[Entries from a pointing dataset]
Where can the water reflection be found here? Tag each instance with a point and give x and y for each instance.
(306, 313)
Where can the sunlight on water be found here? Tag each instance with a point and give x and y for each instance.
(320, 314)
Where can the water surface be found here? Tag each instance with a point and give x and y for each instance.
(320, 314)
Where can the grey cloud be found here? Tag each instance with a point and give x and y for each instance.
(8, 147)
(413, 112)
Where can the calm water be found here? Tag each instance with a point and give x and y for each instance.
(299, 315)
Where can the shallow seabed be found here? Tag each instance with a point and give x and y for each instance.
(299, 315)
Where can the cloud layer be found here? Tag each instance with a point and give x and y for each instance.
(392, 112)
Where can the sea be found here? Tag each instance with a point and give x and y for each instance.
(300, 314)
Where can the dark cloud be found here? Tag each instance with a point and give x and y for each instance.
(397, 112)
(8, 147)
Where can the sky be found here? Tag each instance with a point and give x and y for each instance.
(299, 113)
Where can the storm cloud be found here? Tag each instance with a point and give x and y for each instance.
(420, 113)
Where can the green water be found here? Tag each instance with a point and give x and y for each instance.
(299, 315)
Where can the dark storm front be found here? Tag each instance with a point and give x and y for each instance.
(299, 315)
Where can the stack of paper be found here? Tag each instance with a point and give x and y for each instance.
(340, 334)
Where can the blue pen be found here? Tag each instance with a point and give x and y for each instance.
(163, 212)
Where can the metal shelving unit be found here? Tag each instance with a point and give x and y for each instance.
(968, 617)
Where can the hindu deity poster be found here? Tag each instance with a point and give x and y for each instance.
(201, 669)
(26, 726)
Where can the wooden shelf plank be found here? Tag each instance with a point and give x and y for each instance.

- _Directions for this task_: Copy out all of the entries above word for word, keeping every pair of coordinates.

- _Solution to the exercise_:
Where can the water reflection be found here? Tag each instance with a point and give x and y for each instance.
(306, 313)
Where can the sunlight on water be found here? Tag each instance with a point and give x and y for each instance.
(320, 314)
Where can the water surface be found here? Tag each instance with a point and give x and y for each instance.
(320, 314)
Where can the grey cloud be found here? Tag each instance with a point and give x and y for each instance.
(8, 147)
(413, 112)
Where can the calm water be found here? Tag each instance with a point and give x and y for each instance.
(299, 315)
Where can the shallow seabed be found here? Tag each instance with a point and give x and y for each instance.
(299, 315)
Where can the cloud layer be found here? Tag each instance with a point and give x and y for each instance.
(392, 112)
Where can the sea be found here? Tag each instance with a point and give x and y for each instance.
(300, 314)
Where can the dark cloud be found here? Tag each instance with a point and give x and y for each instance.
(397, 112)
(8, 147)
Where can the sky be found here? Tag each instance with a point and give x and y for each instance.
(299, 113)
Where can the storm cloud be found here? Tag each instance with a point and give x and y for each instance.
(420, 113)
Where can the green water be found here? Tag each instance with a point and give x and y for each instance.
(299, 315)
Where can the dark storm front be found here? Tag each instance with a point and give x and y for each instance.
(299, 315)
Where can the stack of paper be found here? Tag each instance with a point and give x and y for each instance.
(340, 334)
Where can the blue pen be found here? Tag each instance with a point and give x and y for each instance.
(163, 212)
Where can the metal shelving unit be found here? Tag each instance with a point and give x and y for each instance.
(968, 617)
Where can the hindu deity poster be found here? Tag each instance with a point and give x and y for each instance.
(201, 669)
(26, 726)
Where can the wooden shelf plank be found here? Tag each instance with a point and give x and y for each instance.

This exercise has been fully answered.